Tom,
It's obvious you've given a great deal of thought to motive power management on the C&TS. However, all the planning and scheduling in the world, while helpful, won't put more locomotives under steam. There is one simple commodity, which, when supplied in sufficient quantitiy, will transform the C&TS into the first class operation we'd all like to see. That commodity is $$$, and plenty of it. Here's a shoot-from-the-hip laundry list:
1. Erect and outfit a large, heated, well-lit machine shop, complete with wheel lathe, quartering machine, 100-ton hydraulic press, two-axis overhead bridge crane, etc. $4,000,000.
2. Put in place the following minimum full-time, year-round locomotive maintenance force:
a) 1 shop foreman, minimum of 10 years experience supervising the maintenance and repair of coal-fired steam locomotives used in daily service on a mountain railroad. Must have excellent managerial talent and people skills. $60,000 per year.
b) 4 highly skilled, experienced machinists, $45,000 per year, each. You may have to go to $50,000 per year to entice them to relocate their families to Chama.
c) 2 skilled, experienced welders. $40,000 per year, each.
d) 2 skilled, experienced boilermakers. $35,000 per year, each.
e) 4 skilled and experineced steam locomotive mechanics. $35,000 per year, each.
f) 6 dedicated, motivated laborers/hostlers. $30,000 per year, each.
To above salaries, add medical plan, pension plan, workman's comp., etc.
3. Maintain a $500,000 per year fund for consumables (boiler flues, steel, bronze bushing stock, driver tires, firebox grates and refractory, flue sheets, oils, grease, appliance parts, nuts, bolts, etc.).
4. Maintain a $500,000 per year slush fund, to replace money removed from locomotive maintenance/repair budget by management to pay for non-locomotive-related expenses such as forest fire supression, slides/washouts on right of way, etc.
Beginning in 1981, a huge infusion of cash transformed the D&SNG from a 3-worn out locomotive operation to an honest to god, in your face, 5 trains a day, serious enterprise that, save for the management style, was a fun and exciting place to work. But, the money black hole that a tourist railroad operation is eventually caused its millionaire rail fan owner to seek other ways to dispose of his money.
Not to say that the C&TS was not fun and exciting to work for, as it was, but it has never achieved its full potential as a tourist railroad, and I would venture to guess that it never will while under state ownership. What we need is a billionaire rail fan owner. I wonder if Bill Gates is a rail fan.

▶ **Stored data**
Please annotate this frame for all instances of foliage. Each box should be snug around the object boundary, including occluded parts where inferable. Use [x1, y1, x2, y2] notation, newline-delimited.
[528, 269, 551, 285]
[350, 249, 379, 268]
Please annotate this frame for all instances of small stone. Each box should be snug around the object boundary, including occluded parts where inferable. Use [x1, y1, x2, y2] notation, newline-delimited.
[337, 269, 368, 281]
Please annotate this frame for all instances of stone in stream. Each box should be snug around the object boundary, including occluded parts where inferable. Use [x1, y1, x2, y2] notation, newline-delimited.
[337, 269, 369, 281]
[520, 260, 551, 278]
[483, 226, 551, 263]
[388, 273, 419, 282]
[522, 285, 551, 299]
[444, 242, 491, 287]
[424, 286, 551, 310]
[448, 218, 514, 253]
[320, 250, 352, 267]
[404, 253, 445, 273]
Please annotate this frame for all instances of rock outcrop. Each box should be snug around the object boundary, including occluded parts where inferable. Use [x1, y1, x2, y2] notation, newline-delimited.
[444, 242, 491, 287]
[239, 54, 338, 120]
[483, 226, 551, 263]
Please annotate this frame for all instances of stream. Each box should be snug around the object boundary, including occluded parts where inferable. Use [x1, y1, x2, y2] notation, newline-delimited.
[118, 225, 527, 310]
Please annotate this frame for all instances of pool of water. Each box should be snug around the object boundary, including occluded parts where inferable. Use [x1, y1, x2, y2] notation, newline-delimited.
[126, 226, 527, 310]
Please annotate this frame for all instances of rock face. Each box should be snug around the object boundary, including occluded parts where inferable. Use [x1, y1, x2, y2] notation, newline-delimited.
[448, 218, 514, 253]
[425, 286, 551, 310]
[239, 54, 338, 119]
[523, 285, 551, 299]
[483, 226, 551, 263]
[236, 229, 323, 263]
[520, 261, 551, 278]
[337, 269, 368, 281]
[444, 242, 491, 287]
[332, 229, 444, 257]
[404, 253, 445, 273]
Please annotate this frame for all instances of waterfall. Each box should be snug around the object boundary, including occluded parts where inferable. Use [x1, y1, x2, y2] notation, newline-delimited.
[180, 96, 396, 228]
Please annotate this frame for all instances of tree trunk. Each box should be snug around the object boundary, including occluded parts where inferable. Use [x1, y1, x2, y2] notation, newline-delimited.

▶ **Exercises**
[1] In the message on C&TS locomotive maintenance, why might the railroad have to raise a machinist's pay from $45,000 to $50,000 per year?
[2] List each piece of equipment that the message on C&TS locomotive maintenance specifically names for the proposed machine shop.
[3] Translate into French this sentence from the message on C&TS locomotive maintenance: "What we need is a billionaire rail fan owner."

▶ **Solutions**
[1] The higher salary may be needed to persuade the machinists to relocate their families to Chama.

[2]
- Wheel lathe
- Quartering machine
- 100-ton hydraulic press
- Two-axis overhead bridge crane

[3] Ce qu'il nous faut, c'est un propriétaire milliardaire passionné de chemins de fer.